━━━━━ Supplied records

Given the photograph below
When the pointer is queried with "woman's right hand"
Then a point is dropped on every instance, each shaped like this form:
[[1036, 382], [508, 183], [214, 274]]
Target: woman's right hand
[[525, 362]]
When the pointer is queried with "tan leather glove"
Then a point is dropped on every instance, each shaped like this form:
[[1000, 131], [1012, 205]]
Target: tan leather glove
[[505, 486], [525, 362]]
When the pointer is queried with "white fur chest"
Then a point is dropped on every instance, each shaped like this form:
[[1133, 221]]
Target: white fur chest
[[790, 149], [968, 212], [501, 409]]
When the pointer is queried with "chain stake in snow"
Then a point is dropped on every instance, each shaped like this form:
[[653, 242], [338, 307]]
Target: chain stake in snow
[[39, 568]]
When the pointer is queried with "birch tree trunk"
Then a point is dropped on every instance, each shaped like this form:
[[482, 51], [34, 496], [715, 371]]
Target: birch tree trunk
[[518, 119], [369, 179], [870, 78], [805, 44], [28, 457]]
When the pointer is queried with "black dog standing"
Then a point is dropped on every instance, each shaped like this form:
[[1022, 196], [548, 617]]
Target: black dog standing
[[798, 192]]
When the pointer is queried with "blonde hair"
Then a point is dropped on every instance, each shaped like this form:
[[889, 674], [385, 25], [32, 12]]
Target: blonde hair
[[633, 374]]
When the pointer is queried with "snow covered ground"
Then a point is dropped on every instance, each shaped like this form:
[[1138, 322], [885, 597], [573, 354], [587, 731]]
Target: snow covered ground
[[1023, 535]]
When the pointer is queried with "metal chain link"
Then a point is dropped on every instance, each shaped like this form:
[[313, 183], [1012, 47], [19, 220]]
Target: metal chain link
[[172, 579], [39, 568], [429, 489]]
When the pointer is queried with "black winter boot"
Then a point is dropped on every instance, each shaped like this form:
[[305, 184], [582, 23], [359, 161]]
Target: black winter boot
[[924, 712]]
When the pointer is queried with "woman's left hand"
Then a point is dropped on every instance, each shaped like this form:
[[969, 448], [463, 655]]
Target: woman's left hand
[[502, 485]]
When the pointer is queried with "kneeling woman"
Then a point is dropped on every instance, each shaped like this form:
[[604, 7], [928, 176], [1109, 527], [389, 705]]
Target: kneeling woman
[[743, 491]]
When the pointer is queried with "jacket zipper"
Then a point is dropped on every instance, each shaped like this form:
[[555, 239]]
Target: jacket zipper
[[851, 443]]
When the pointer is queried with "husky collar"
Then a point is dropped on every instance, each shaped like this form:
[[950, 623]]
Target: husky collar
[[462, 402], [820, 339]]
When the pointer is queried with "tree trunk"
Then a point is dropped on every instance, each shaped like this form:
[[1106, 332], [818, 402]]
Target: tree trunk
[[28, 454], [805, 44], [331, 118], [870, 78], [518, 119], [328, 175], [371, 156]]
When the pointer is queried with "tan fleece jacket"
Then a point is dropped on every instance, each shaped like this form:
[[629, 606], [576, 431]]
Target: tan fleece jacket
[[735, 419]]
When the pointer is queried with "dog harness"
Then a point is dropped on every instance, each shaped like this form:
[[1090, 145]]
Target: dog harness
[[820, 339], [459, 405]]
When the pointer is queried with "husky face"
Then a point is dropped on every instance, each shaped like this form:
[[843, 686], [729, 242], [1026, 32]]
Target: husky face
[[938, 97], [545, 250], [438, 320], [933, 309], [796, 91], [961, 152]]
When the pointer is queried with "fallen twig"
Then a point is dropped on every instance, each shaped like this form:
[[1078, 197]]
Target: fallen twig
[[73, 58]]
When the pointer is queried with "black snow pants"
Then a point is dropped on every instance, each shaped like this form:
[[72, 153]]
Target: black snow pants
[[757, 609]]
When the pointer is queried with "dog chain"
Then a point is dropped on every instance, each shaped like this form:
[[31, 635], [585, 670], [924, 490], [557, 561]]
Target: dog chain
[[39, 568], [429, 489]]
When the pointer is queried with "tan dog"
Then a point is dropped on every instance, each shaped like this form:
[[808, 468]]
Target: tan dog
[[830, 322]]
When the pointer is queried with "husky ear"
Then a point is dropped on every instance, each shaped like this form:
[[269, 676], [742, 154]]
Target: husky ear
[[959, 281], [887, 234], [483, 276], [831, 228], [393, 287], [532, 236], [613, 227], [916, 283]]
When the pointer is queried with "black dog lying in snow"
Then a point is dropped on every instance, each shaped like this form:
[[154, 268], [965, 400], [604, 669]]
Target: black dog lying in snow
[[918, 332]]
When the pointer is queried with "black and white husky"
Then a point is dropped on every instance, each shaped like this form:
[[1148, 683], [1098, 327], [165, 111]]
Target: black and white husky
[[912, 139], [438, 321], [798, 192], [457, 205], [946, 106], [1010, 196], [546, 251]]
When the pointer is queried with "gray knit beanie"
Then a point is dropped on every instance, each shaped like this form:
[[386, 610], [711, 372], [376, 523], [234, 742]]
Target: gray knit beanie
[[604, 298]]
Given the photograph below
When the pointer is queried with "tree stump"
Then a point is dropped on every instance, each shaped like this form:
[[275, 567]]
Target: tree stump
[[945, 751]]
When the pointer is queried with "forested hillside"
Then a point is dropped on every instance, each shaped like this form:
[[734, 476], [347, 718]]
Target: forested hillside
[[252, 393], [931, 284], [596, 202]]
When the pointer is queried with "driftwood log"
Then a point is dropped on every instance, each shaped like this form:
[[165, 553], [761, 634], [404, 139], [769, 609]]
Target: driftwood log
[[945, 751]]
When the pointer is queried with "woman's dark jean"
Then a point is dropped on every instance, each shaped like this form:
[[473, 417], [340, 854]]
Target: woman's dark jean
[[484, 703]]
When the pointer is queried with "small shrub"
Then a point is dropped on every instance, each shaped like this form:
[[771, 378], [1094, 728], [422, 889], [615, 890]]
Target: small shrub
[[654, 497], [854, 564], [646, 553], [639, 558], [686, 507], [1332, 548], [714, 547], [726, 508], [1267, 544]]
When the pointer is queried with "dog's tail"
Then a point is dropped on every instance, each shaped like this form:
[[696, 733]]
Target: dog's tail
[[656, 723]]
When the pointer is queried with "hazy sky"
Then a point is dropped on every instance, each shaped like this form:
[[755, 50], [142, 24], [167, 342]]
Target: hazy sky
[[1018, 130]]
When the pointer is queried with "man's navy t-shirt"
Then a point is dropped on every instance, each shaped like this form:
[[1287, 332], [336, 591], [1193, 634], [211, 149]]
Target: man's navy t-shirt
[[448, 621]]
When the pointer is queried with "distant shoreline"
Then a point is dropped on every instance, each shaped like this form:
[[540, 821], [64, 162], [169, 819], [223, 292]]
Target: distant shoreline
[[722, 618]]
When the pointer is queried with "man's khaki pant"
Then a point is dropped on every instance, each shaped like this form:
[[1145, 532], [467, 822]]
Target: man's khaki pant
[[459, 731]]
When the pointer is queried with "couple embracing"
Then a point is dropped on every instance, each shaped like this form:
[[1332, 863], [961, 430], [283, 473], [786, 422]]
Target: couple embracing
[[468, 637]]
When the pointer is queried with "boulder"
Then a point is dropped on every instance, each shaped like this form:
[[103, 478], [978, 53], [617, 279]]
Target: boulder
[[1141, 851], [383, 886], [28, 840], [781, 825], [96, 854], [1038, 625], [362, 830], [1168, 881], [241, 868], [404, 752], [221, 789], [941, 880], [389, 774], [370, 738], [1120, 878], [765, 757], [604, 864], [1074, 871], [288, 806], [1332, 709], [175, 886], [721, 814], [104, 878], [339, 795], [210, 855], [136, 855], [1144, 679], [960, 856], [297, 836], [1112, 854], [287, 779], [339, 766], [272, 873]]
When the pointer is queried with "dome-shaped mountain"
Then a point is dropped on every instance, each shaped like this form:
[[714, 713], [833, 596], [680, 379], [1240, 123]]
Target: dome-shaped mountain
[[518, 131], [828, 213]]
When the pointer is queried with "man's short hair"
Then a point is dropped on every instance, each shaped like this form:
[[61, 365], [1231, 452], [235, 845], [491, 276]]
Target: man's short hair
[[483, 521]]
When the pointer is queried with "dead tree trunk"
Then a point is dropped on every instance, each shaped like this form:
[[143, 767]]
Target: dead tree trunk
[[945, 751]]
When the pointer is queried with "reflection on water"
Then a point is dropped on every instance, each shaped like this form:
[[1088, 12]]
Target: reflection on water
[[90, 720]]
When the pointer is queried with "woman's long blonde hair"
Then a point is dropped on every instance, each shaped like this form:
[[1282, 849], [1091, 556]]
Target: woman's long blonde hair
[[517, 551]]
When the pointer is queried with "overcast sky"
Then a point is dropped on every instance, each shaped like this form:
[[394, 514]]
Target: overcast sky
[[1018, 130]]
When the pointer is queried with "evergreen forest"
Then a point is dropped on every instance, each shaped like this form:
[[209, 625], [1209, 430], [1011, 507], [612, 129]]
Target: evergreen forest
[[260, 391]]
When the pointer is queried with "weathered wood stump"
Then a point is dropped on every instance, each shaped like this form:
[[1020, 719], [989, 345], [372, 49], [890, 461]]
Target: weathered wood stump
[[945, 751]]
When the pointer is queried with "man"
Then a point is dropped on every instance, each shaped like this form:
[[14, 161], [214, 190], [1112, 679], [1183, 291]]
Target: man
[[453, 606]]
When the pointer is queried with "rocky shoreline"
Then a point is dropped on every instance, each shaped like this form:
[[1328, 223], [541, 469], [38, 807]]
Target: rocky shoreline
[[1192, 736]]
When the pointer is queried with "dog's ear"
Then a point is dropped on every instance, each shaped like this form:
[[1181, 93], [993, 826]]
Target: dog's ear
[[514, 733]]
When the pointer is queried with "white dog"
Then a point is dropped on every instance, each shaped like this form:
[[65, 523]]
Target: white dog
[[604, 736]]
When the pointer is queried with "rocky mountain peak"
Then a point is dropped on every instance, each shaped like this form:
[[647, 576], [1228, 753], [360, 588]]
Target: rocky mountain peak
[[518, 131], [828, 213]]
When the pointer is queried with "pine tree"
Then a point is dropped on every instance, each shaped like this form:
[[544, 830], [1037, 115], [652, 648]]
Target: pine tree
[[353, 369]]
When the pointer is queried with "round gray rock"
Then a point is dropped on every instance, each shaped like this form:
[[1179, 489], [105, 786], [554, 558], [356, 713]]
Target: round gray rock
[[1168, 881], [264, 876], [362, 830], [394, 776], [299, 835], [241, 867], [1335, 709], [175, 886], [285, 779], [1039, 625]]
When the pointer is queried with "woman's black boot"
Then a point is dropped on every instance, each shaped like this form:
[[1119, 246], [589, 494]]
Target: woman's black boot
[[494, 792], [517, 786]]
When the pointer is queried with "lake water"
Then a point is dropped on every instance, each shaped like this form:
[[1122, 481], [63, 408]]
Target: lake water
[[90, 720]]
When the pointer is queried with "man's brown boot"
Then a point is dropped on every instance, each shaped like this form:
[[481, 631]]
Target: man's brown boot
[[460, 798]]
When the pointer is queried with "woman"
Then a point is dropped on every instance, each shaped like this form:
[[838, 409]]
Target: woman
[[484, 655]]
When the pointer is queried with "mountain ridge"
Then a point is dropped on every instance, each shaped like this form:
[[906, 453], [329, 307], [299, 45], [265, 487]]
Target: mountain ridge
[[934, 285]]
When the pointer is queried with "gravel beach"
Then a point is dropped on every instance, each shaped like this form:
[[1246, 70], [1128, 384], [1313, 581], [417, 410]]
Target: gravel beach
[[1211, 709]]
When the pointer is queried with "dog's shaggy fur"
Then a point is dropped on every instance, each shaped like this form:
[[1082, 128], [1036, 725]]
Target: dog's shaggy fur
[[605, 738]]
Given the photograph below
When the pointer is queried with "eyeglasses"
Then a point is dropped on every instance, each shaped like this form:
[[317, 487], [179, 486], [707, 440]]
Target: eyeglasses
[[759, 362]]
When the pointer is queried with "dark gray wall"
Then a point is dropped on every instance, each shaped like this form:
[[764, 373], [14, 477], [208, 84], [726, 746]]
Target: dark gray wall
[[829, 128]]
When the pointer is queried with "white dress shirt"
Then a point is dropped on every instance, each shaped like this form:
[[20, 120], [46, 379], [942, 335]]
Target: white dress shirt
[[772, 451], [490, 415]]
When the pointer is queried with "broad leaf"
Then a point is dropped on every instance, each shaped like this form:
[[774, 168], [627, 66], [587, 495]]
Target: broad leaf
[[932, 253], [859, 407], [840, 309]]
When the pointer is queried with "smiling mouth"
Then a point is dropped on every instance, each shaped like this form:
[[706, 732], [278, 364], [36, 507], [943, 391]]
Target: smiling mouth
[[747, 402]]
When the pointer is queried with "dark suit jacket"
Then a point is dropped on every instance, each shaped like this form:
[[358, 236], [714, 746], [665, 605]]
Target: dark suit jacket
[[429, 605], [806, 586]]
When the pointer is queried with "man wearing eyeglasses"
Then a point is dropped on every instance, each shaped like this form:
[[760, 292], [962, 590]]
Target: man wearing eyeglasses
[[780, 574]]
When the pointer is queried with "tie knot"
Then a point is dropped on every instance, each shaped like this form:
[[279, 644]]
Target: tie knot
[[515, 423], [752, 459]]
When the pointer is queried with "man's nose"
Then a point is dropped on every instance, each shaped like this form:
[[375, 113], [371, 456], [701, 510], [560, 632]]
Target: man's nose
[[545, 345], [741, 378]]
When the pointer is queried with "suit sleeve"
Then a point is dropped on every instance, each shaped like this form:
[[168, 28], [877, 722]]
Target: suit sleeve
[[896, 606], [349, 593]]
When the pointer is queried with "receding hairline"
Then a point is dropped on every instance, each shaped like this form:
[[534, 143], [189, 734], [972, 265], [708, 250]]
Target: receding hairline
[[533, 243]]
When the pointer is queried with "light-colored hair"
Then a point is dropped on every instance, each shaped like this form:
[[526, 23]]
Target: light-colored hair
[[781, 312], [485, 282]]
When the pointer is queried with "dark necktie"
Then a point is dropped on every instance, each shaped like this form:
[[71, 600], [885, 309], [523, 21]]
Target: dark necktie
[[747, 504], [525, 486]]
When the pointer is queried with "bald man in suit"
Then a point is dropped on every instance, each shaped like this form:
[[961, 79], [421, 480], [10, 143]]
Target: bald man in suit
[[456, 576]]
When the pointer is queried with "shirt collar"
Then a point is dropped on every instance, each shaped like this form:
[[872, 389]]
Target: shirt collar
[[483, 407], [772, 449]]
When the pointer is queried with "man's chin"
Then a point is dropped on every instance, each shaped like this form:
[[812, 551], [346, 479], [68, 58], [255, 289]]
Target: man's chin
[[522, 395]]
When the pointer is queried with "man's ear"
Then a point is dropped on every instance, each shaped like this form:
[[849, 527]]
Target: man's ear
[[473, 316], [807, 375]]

━━━━━━━━━━

Identify every line in the material above that holds the string "hillside", and copy each such line. Case counts.

When the pointer is queried with "forested hillside"
Target: forested hillside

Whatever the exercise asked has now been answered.